DESCRIPTION OF THE TASK
A faithful, complete transcription of the listing is required.

MATERIAL FOR THE TASK
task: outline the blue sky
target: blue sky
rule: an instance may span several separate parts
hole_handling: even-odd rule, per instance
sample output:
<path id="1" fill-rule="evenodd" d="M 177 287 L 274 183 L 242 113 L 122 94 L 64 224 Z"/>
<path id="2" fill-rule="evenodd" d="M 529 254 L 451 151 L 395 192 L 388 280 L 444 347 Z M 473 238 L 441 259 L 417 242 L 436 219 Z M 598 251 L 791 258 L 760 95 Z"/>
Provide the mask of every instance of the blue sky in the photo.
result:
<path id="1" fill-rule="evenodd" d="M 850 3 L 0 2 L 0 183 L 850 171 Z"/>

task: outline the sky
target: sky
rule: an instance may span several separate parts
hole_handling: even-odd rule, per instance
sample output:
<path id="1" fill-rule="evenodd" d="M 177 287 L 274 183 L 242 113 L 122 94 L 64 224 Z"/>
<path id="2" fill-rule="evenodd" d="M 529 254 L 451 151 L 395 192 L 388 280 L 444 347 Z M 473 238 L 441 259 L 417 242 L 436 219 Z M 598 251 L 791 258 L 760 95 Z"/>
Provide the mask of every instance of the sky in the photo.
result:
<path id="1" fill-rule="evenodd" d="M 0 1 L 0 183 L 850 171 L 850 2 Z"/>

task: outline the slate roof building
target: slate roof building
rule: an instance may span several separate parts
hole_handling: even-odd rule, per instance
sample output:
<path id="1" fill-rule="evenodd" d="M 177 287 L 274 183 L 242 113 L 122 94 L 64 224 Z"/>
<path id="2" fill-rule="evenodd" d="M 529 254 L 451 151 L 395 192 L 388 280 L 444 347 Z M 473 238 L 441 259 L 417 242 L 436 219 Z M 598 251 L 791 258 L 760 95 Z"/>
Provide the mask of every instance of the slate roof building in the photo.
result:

TASK RESPONSE
task: outline the blue sky
target: blue sky
rule: an instance may span several separate parts
hole_handling: even-odd rule, per instance
sample output:
<path id="1" fill-rule="evenodd" d="M 177 287 L 274 183 L 242 113 L 122 94 L 64 224 Z"/>
<path id="2" fill-rule="evenodd" d="M 529 254 L 451 151 L 395 192 L 388 280 L 444 347 Z M 473 238 L 441 259 L 417 242 L 436 219 Z M 598 251 L 791 258 L 760 95 Z"/>
Provide the mask of every instance of the blue sky in the photo.
result:
<path id="1" fill-rule="evenodd" d="M 850 3 L 0 2 L 0 183 L 850 171 Z"/>

task: outline the sky
target: sky
rule: an instance may span several separate parts
hole_handling: even-odd rule, per instance
sample output:
<path id="1" fill-rule="evenodd" d="M 177 287 L 274 183 L 242 113 L 122 94 L 64 224 Z"/>
<path id="2" fill-rule="evenodd" d="M 529 254 L 451 151 L 395 192 L 388 280 L 444 347 Z M 473 238 L 441 259 L 417 242 L 436 219 Z M 598 251 L 791 258 L 760 95 Z"/>
Provide the mask of every instance of the sky in the photo.
result:
<path id="1" fill-rule="evenodd" d="M 0 1 L 0 183 L 850 171 L 850 2 Z"/>

task: outline the slate roof building
target: slate roof building
rule: an instance may span several separate parts
hole_handling: even-odd rule, per instance
sample output:
<path id="1" fill-rule="evenodd" d="M 177 287 L 274 183 L 242 113 L 122 94 L 64 224 Z"/>
<path id="2" fill-rule="evenodd" d="M 529 254 L 451 151 L 395 192 L 388 280 L 444 347 Z M 473 238 L 441 259 L 417 242 L 436 219 Z M 598 251 L 791 258 L 760 95 Z"/>
Provide the mask of every instance of the slate roof building in the photo.
result:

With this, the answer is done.